### PROBLEM DETAILS
Render each line of the entries below as one string in a JSON list, leaving out any blank lines.

### DATA RECORDS

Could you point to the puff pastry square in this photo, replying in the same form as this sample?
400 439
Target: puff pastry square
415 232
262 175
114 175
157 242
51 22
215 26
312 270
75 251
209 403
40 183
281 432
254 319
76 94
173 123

### CORRECT OUTPUT
[
  "Could you point to the puff pastry square in this photo, replying in the same form as this sample?",
  "400 439",
  "Target: puff pastry square",
  "415 232",
  "262 175",
  "114 175",
  "157 242",
  "51 22",
  "215 26",
  "312 270",
  "75 251",
  "209 403",
  "40 183",
  "281 432",
  "254 319",
  "76 94",
  "173 123"
]